= THE TASK =
Copy every row below line for line and without any changes. Leave the pictures out of your copy.

Outline annotation records

## BEGIN

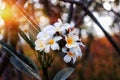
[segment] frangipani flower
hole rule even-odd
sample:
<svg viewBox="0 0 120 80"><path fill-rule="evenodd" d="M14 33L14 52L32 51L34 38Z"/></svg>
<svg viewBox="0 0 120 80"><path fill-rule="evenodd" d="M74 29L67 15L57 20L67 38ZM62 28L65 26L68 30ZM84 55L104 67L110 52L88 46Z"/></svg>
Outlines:
<svg viewBox="0 0 120 80"><path fill-rule="evenodd" d="M56 32L59 32L60 35L56 35ZM60 41L59 44L58 41ZM61 47L60 44L62 45ZM53 25L44 27L38 33L37 40L35 41L35 49L40 52L49 53L50 50L62 49L62 52L66 53L64 56L66 63L69 63L71 60L75 63L77 57L82 56L81 45L84 46L79 38L79 29L71 27L69 23L63 24L60 19Z"/></svg>
<svg viewBox="0 0 120 80"><path fill-rule="evenodd" d="M58 19L58 22L54 23L55 32L65 33L65 30L67 30L70 27L71 25L69 23L63 24L60 19Z"/></svg>
<svg viewBox="0 0 120 80"><path fill-rule="evenodd" d="M44 40L39 38L35 41L35 50L39 50L41 52L45 49L45 47L46 47L46 43Z"/></svg>
<svg viewBox="0 0 120 80"><path fill-rule="evenodd" d="M57 41L61 40L62 37L61 36L56 36L54 38L50 38L48 41L47 41L47 45L45 47L45 52L48 53L50 51L50 48L52 50L59 50L60 47L57 43Z"/></svg>
<svg viewBox="0 0 120 80"><path fill-rule="evenodd" d="M80 39L78 37L78 35L74 35L72 32L70 32L68 34L68 36L65 36L65 40L66 40L66 47L67 48L73 48L78 46Z"/></svg>
<svg viewBox="0 0 120 80"><path fill-rule="evenodd" d="M62 51L67 53L63 58L66 63L69 63L71 60L73 60L73 63L75 63L77 57L82 56L82 52L79 46L71 49L65 47L62 48Z"/></svg>

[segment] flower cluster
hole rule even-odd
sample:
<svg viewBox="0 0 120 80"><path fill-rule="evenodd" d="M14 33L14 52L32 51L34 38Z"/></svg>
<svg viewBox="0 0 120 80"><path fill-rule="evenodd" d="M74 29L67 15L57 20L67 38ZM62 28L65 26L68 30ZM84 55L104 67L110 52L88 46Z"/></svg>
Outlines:
<svg viewBox="0 0 120 80"><path fill-rule="evenodd" d="M61 46L62 44L62 46ZM59 19L53 25L48 25L41 30L35 41L35 49L49 53L50 50L60 50L66 55L66 63L71 60L75 63L77 57L82 56L80 45L84 46L79 38L79 31L72 28L69 23L62 23Z"/></svg>

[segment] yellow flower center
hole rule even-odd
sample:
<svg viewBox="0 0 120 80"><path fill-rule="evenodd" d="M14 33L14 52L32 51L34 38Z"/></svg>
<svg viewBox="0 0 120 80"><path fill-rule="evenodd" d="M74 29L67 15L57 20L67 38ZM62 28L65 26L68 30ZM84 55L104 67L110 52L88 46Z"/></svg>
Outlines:
<svg viewBox="0 0 120 80"><path fill-rule="evenodd" d="M68 38L67 38L67 43L68 43L68 44L72 44L72 43L73 43L73 39L72 39L71 37L68 37Z"/></svg>
<svg viewBox="0 0 120 80"><path fill-rule="evenodd" d="M54 40L53 39L50 39L49 41L48 41L48 44L54 44Z"/></svg>
<svg viewBox="0 0 120 80"><path fill-rule="evenodd" d="M74 56L74 53L72 53L72 52L68 52L67 53L70 57L73 57Z"/></svg>

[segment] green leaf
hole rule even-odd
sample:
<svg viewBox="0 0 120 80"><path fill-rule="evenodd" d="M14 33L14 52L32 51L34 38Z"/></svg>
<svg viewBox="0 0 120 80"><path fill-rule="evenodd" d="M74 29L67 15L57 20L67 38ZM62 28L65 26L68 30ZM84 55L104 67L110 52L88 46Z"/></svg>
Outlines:
<svg viewBox="0 0 120 80"><path fill-rule="evenodd" d="M40 79L38 69L32 60L30 60L29 58L25 57L22 54L18 54L17 51L12 46L7 45L1 41L0 41L0 44L6 51L8 51L14 58L16 58L16 59L12 58L12 60L16 60L18 61L18 63L23 65L22 67L25 68L24 71L27 70L26 73L28 73L29 71L29 73L32 74L34 77L36 77L37 79ZM17 64L14 63L14 65L17 65Z"/></svg>
<svg viewBox="0 0 120 80"><path fill-rule="evenodd" d="M74 68L68 67L64 68L63 70L59 71L53 80L66 80L74 71Z"/></svg>
<svg viewBox="0 0 120 80"><path fill-rule="evenodd" d="M30 45L30 47L34 49L34 47L35 47L34 43L32 41L30 41L29 38L26 36L26 34L20 29L19 29L19 34Z"/></svg>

## END

= PROBLEM SOLUTION =
[segment] frangipani flower
hole rule even-odd
sample:
<svg viewBox="0 0 120 80"><path fill-rule="evenodd" d="M14 33L14 52L32 51L34 38Z"/></svg>
<svg viewBox="0 0 120 80"><path fill-rule="evenodd" d="M74 29L67 15L57 20L67 38ZM62 28L65 26L68 30ZM84 55L104 67L110 52L88 46Z"/></svg>
Outlines:
<svg viewBox="0 0 120 80"><path fill-rule="evenodd" d="M56 32L59 32L60 35L56 35ZM60 41L59 44L58 41ZM61 47L60 44L62 45ZM53 25L44 27L38 33L37 40L35 41L35 49L40 52L49 53L50 50L62 49L62 52L66 53L64 56L66 63L69 63L71 60L75 63L77 57L82 56L81 45L84 46L79 38L79 29L71 27L69 23L63 24L60 19Z"/></svg>
<svg viewBox="0 0 120 80"><path fill-rule="evenodd" d="M58 19L58 22L54 23L55 32L65 33L65 30L67 30L70 27L71 25L69 23L63 24L60 19Z"/></svg>
<svg viewBox="0 0 120 80"><path fill-rule="evenodd" d="M44 40L39 38L35 41L35 50L39 50L41 52L45 49L45 47L46 47L46 43Z"/></svg>
<svg viewBox="0 0 120 80"><path fill-rule="evenodd" d="M57 41L61 40L62 37L61 36L56 36L54 38L50 38L48 41L47 41L47 45L45 47L45 52L48 53L50 51L50 48L52 50L59 50L60 47L57 43Z"/></svg>
<svg viewBox="0 0 120 80"><path fill-rule="evenodd" d="M80 39L78 37L78 35L74 35L72 32L70 32L68 34L68 36L65 36L65 40L66 40L66 47L67 48L73 48L78 46Z"/></svg>
<svg viewBox="0 0 120 80"><path fill-rule="evenodd" d="M62 51L67 53L63 58L66 63L69 63L71 60L73 60L73 63L75 63L77 57L82 56L82 52L79 46L71 49L65 47L62 48Z"/></svg>

[segment] flower cluster
hole rule even-odd
sample:
<svg viewBox="0 0 120 80"><path fill-rule="evenodd" d="M14 33L14 52L32 51L34 38Z"/></svg>
<svg viewBox="0 0 120 80"><path fill-rule="evenodd" d="M74 29L67 15L57 20L67 38ZM62 28L65 26L68 30ZM84 55L104 67L110 52L88 46Z"/></svg>
Outlines:
<svg viewBox="0 0 120 80"><path fill-rule="evenodd" d="M61 46L62 44L62 46ZM59 19L53 25L48 25L41 30L35 41L35 49L49 53L50 50L60 50L66 55L66 63L71 60L75 63L77 57L82 56L80 45L84 46L79 38L79 31L72 28L69 23L62 23Z"/></svg>

[segment] yellow flower center
hole rule even-odd
sample:
<svg viewBox="0 0 120 80"><path fill-rule="evenodd" d="M14 33L14 52L32 51L34 38Z"/></svg>
<svg viewBox="0 0 120 80"><path fill-rule="evenodd" d="M74 29L67 15L57 20L67 38ZM62 28L65 26L68 30ZM84 55L104 67L110 52L88 46Z"/></svg>
Outlines:
<svg viewBox="0 0 120 80"><path fill-rule="evenodd" d="M68 38L67 38L67 43L68 43L68 44L72 44L72 43L73 43L73 39L72 39L71 37L68 37Z"/></svg>
<svg viewBox="0 0 120 80"><path fill-rule="evenodd" d="M54 40L53 39L50 39L49 41L48 41L48 44L54 44Z"/></svg>
<svg viewBox="0 0 120 80"><path fill-rule="evenodd" d="M74 56L74 53L72 53L72 52L68 52L67 53L70 57L73 57Z"/></svg>

[segment] green leaf
hole rule even-odd
sample:
<svg viewBox="0 0 120 80"><path fill-rule="evenodd" d="M14 33L14 52L32 51L34 38Z"/></svg>
<svg viewBox="0 0 120 80"><path fill-rule="evenodd" d="M74 29L67 15L57 20L67 38ZM62 28L65 26L68 30ZM84 55L104 67L110 52L88 46Z"/></svg>
Outlines:
<svg viewBox="0 0 120 80"><path fill-rule="evenodd" d="M40 79L38 69L32 60L30 60L29 58L25 57L22 54L18 54L17 51L12 46L7 45L1 41L0 41L0 44L6 51L8 51L14 58L16 58L16 59L12 58L12 60L16 60L18 61L18 63L23 65L22 67L25 68L24 71L27 70L26 73L28 73L29 71L29 73L32 74L34 77L36 77L37 79ZM17 64L14 63L14 65L17 65Z"/></svg>
<svg viewBox="0 0 120 80"><path fill-rule="evenodd" d="M74 68L68 67L64 68L63 70L59 71L53 80L66 80L74 71Z"/></svg>
<svg viewBox="0 0 120 80"><path fill-rule="evenodd" d="M30 45L30 47L34 49L34 47L35 47L34 43L32 41L30 41L29 38L26 36L26 34L20 29L19 29L19 34Z"/></svg>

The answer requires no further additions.